◆ WORK TO COMPLETE: Lines from the one containing "For the audit set, annotate each instance of the red and" through the last line of the data are to be repeated word for word, both ends included.

(Items listed in a dataset)
-------

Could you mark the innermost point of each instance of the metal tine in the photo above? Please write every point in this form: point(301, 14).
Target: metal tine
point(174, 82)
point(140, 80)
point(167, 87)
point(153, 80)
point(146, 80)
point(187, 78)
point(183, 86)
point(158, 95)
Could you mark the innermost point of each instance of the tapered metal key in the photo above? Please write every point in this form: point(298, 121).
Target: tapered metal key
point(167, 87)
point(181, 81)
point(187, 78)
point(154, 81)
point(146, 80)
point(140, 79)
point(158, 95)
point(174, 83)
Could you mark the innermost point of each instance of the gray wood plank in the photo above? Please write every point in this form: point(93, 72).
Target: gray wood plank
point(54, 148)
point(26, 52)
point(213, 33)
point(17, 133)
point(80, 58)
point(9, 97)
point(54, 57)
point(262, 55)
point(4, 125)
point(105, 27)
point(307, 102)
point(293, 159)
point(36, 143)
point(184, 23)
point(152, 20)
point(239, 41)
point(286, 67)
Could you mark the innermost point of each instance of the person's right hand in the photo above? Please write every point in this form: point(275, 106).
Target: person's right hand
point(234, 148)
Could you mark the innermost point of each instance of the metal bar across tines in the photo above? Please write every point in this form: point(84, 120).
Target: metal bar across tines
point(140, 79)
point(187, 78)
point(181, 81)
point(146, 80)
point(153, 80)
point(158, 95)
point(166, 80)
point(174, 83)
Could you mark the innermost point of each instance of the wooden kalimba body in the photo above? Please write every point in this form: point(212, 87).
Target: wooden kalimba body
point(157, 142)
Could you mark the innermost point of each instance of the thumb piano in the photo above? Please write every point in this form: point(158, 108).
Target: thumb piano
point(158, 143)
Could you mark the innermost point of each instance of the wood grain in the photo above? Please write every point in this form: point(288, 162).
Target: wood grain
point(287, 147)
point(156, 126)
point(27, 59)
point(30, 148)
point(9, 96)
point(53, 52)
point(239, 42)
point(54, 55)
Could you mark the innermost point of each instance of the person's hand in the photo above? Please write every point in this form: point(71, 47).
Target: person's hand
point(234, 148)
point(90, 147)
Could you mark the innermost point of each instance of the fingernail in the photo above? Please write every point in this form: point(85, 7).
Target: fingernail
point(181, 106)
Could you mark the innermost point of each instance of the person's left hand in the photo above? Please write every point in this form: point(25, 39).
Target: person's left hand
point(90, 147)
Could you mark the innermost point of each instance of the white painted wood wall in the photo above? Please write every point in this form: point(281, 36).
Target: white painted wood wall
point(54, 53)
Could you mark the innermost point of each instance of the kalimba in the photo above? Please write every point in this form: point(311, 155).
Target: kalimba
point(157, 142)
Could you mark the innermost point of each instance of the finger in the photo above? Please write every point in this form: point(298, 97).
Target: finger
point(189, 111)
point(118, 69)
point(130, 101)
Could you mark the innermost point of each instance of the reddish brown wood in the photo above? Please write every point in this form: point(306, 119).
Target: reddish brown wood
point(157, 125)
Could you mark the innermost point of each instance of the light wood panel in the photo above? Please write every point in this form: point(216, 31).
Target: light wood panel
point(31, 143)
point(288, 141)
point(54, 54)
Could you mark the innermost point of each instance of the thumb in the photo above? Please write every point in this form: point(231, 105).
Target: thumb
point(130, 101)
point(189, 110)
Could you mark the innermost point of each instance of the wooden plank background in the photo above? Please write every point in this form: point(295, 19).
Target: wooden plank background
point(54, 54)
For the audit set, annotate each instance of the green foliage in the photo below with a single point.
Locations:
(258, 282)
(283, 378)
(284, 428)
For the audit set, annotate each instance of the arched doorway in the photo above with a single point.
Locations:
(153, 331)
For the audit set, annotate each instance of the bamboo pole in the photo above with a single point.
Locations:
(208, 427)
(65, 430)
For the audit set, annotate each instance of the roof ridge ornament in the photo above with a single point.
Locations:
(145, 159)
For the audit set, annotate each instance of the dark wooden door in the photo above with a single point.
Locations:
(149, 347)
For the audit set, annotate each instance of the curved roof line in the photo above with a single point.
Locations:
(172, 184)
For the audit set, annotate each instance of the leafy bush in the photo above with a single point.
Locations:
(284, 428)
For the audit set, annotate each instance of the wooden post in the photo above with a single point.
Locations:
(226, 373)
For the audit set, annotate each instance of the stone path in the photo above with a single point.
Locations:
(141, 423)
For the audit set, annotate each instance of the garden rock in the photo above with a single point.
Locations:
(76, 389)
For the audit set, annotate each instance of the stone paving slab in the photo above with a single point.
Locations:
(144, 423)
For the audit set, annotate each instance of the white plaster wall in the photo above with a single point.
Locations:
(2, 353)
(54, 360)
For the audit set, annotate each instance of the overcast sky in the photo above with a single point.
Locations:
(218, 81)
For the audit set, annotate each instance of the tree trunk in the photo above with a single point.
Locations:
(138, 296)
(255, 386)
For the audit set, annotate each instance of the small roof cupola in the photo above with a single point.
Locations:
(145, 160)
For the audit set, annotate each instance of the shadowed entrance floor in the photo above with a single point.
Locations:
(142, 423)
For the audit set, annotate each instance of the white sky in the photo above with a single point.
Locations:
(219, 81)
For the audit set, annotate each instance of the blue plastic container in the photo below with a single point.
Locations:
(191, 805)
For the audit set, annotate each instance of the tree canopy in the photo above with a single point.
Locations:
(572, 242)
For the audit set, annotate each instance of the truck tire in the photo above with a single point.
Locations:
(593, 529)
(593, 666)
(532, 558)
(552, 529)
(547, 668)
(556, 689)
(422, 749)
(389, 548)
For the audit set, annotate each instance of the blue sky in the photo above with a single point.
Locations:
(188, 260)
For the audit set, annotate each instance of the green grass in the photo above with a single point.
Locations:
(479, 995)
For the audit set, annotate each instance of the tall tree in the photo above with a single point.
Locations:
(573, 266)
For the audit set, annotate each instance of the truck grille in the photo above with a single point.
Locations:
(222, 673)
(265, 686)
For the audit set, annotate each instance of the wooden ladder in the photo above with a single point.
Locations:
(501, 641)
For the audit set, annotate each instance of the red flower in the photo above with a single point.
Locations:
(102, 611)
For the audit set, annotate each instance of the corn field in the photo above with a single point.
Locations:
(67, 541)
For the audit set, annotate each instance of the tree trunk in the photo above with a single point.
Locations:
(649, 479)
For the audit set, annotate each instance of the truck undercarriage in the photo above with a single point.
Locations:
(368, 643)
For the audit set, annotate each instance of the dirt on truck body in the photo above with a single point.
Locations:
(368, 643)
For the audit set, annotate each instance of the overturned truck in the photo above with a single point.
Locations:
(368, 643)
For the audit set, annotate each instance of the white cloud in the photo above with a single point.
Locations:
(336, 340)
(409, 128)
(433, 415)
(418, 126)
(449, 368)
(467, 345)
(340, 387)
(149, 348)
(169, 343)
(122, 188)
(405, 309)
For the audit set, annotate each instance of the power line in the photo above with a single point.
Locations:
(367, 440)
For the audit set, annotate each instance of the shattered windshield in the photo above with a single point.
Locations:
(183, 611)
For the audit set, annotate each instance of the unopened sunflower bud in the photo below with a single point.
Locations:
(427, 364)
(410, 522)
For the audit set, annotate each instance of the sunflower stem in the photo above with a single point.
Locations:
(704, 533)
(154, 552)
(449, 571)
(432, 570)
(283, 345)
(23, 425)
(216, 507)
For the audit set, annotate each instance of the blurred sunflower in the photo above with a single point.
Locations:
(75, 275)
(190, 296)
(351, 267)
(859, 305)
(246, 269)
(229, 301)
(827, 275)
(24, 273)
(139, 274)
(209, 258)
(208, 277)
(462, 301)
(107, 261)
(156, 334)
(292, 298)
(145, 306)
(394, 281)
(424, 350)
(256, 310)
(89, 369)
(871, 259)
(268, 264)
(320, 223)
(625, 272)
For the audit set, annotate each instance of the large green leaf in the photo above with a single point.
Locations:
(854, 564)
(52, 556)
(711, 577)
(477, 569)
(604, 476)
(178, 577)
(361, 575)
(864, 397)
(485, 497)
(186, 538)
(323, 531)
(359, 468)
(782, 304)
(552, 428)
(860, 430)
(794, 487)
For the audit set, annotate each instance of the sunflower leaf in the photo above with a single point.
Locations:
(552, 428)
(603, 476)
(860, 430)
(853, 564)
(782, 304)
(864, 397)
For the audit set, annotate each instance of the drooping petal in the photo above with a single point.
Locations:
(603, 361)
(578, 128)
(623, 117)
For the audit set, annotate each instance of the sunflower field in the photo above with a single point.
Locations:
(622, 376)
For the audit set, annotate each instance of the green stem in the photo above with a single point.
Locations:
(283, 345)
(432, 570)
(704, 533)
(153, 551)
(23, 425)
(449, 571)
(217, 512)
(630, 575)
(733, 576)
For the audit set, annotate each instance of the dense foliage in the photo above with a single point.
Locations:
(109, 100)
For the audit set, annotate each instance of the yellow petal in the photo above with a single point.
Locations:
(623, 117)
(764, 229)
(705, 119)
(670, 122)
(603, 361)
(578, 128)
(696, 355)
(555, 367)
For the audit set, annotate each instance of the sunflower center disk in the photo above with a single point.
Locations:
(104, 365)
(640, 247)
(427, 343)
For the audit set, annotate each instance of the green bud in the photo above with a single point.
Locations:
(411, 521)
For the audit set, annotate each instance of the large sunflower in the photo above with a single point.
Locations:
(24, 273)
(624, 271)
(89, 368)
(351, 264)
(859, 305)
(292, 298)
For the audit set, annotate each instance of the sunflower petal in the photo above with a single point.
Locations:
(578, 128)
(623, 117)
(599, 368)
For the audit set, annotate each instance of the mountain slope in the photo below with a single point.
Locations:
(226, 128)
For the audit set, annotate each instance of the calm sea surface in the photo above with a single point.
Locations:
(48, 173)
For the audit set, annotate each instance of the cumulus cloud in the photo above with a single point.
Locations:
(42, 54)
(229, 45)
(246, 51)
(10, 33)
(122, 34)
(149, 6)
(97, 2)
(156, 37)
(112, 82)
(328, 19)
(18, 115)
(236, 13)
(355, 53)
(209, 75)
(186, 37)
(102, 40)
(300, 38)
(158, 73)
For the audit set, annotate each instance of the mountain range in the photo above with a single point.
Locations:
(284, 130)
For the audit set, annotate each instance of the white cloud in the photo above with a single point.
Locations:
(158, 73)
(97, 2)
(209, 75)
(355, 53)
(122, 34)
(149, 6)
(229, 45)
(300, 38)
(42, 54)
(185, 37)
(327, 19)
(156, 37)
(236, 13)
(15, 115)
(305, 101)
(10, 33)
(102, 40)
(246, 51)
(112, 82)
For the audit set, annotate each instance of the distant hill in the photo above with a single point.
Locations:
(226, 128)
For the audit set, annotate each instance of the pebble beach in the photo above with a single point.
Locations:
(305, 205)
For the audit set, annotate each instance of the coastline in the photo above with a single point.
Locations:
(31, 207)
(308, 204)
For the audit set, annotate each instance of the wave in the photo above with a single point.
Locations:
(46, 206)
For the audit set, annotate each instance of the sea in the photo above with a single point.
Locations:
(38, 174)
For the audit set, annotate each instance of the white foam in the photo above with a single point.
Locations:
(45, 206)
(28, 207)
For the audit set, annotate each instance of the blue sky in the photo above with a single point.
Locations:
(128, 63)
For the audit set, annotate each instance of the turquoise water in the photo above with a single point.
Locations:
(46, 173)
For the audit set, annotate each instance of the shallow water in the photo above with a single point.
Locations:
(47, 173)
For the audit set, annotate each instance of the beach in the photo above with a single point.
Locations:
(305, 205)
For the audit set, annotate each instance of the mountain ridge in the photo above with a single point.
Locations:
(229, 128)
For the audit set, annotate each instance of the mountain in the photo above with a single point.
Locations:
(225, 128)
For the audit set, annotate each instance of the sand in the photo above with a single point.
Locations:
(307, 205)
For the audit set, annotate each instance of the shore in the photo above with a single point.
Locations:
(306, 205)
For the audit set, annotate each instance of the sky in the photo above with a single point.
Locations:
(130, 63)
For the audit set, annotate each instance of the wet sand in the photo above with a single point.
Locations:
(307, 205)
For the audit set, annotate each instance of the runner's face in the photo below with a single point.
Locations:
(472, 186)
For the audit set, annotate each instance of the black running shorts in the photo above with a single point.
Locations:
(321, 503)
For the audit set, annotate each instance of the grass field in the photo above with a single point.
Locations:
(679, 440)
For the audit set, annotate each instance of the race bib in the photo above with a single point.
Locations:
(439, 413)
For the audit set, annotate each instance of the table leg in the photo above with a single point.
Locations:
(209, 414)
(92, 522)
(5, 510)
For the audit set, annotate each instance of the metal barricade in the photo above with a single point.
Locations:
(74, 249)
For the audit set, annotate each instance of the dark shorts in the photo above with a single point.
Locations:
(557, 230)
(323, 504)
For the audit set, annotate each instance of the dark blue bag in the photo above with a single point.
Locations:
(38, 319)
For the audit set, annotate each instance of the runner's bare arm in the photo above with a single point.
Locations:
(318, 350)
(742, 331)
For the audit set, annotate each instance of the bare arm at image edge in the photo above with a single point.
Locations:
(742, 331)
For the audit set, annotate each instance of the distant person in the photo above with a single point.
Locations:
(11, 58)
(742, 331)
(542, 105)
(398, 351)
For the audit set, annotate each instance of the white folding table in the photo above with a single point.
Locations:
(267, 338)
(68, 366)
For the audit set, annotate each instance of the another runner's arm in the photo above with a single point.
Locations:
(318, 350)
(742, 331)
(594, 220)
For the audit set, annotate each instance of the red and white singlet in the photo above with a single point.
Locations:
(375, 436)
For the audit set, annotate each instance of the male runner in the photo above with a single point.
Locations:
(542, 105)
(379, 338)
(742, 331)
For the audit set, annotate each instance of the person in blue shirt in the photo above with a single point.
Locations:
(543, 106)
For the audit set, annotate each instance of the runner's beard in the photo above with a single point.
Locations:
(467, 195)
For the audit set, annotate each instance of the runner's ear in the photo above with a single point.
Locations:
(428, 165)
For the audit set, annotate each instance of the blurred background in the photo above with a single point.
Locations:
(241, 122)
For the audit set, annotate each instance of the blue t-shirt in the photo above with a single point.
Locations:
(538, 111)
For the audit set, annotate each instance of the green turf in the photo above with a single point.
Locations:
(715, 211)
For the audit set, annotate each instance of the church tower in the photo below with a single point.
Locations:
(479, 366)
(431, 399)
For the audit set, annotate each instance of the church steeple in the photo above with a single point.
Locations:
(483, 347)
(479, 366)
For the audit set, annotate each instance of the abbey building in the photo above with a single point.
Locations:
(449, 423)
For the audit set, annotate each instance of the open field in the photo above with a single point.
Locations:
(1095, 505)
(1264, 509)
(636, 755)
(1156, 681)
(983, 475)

-------

◆ CORRECT RESULT:
For the audit set, annotate each instance of the red and white singlet in the photo above with a single point.
Locations:
(375, 436)
For the audit set, annotate each instance of the male runner in the photo above with a single point.
Locations:
(542, 105)
(379, 338)
(742, 331)
For the audit set, annotate each instance of the person in blue shirt in the photo above with a single point.
Locations:
(543, 106)
For the audit set, annotate each instance of the runner's beard in the photo above with a single point.
Locations:
(467, 195)
For the audit set, annotate each instance of the runner's ear in the photo above with a single point.
Locations:
(428, 165)
For the audit set, annotate each instance of the blurred background in the photo above with a single point.
Locations:
(241, 122)
For the audit set, annotate each instance of the blue t-shirt in the photo above with a single point.
Locations:
(538, 111)
For the audit set, annotate each instance of the green turf in the photo above with a single point.
Locations:
(715, 211)
For the audit set, annotate each instance of the church tower in the photo below with a single point.
Locations:
(479, 366)
(431, 399)
For the audit set, annotate each instance of the church steeple in the photo above with a single point.
Locations:
(483, 347)
(479, 366)
For the audit set, annotate each instance of the abbey building in the photo above with a single point.
Locations:
(449, 423)
For the audit set, annotate each instance of the open field in the photo above with a single point.
Locations:
(1095, 505)
(1264, 509)
(636, 755)
(1156, 681)
(983, 475)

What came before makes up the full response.